_What needs to be done:_ Repeat all the items below word for word, leaving out the pictures.

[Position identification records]
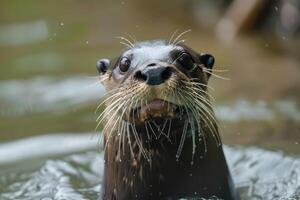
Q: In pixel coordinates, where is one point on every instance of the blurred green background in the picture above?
(48, 51)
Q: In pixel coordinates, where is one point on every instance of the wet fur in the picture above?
(166, 157)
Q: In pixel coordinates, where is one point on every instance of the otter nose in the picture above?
(154, 74)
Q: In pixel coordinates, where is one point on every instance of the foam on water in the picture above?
(258, 173)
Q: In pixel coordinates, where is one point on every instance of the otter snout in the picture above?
(154, 74)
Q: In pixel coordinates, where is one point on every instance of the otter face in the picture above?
(155, 80)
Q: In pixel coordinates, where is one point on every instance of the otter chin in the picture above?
(161, 137)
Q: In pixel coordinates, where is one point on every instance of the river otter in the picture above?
(161, 138)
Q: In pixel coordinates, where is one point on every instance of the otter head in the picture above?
(155, 80)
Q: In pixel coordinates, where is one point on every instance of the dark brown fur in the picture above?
(130, 175)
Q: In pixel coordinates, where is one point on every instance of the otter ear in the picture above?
(207, 60)
(102, 65)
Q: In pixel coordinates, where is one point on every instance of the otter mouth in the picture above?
(157, 108)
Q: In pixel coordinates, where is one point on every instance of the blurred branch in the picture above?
(240, 15)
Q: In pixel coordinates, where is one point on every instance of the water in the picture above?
(75, 171)
(49, 90)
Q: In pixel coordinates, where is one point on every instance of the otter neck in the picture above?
(129, 174)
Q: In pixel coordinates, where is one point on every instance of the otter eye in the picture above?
(186, 61)
(124, 64)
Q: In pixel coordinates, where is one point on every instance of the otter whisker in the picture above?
(180, 41)
(215, 75)
(183, 135)
(129, 140)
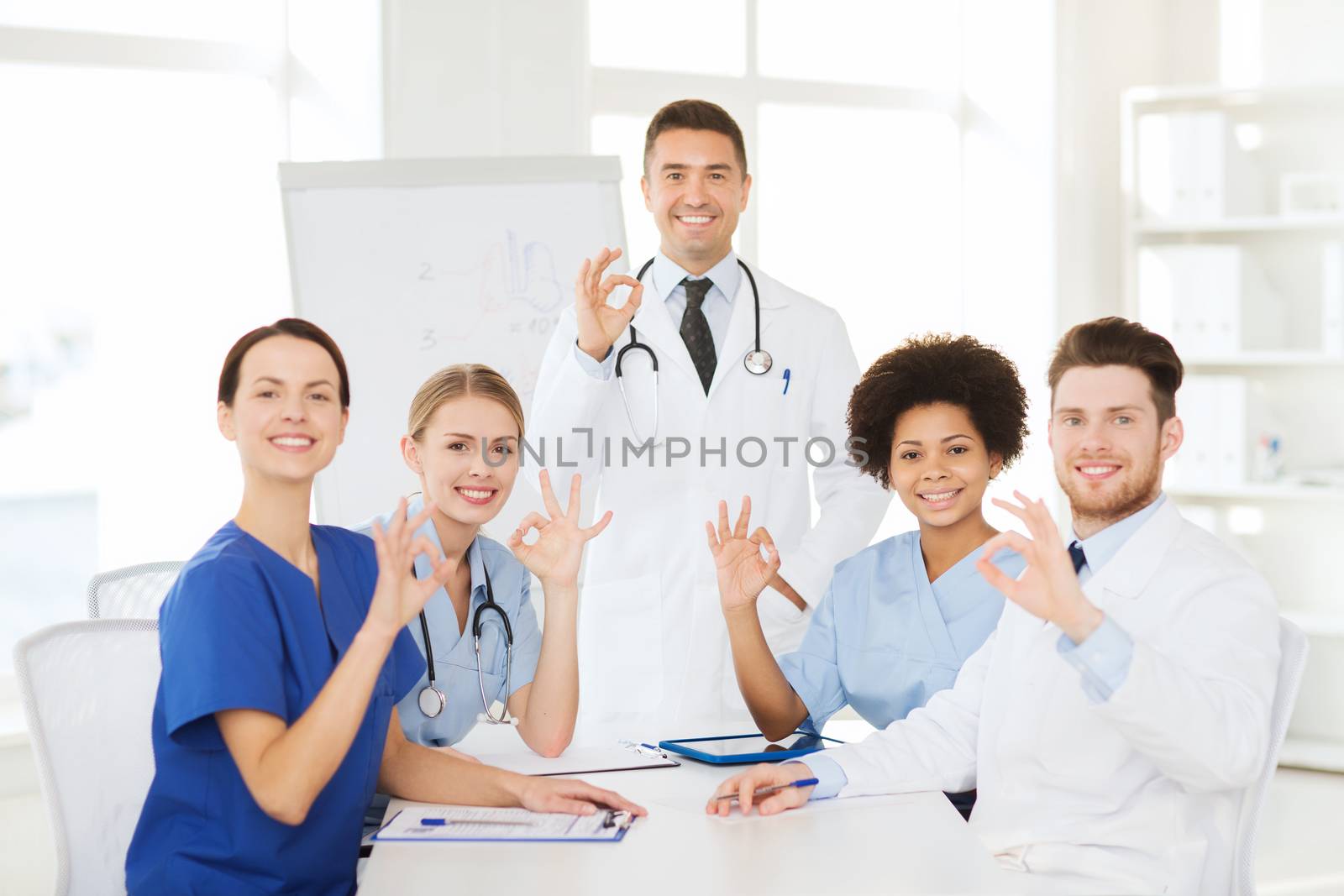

_Task output:_
Q: In pixel coordinates, where is one point on every instance of the blurred green background in the picture above?
(48, 51)
Q: In pixel coordinates, where is one point on every instance of the wet fur in the picture above?
(166, 157)
Q: In pixel coordinates, where is one point on every instance of the otter nose in the picture above?
(154, 74)
Q: In pixel coordinates, where is one point on every instance of the foam on water in the picture above?
(258, 173)
Q: In pixel coordinates, where is one point on every instance of the otter snout in the picture above?
(154, 74)
Q: In pixel coordinates, where is one point on every instance of the otter face in the picture above?
(155, 80)
Q: In pixel coordinates, where is one point on every instance of the otter chin in the picture above?
(161, 137)
Q: In pixel coordinates, where is one point on every instance of the river otter in the picture above?
(161, 138)
Q: In pixel coordinates, where is one point on every instance of the otter head in the picture above?
(155, 80)
Q: In pixel coordinates, where is one point on every instance of the dark brown fur in the picture above?
(130, 175)
Q: In pixel coordinates, where is one point on every instance of the otter ear in the picture above?
(207, 60)
(102, 65)
Q: In pixel coordinates, where is one point on every instance of the otter mouth in the picture above?
(157, 108)
Q: In pixel coordinates, where is one point on every instance of the blurred branch in the picture above?
(240, 15)
Q: In pixel coordinates, where is one point on every instance of the water in the picture above?
(75, 171)
(49, 90)
Q: In pixel coordinates, where is one point on every instance of the otter neck in the picture above?
(129, 174)
Q: In pixel coordinates, where is one point on every instance of the otter eye in the picture above?
(186, 61)
(124, 64)
Q: In pixel coordinates, where is one point on every instance of the otter whisker in the picture above?
(180, 41)
(215, 75)
(183, 135)
(129, 140)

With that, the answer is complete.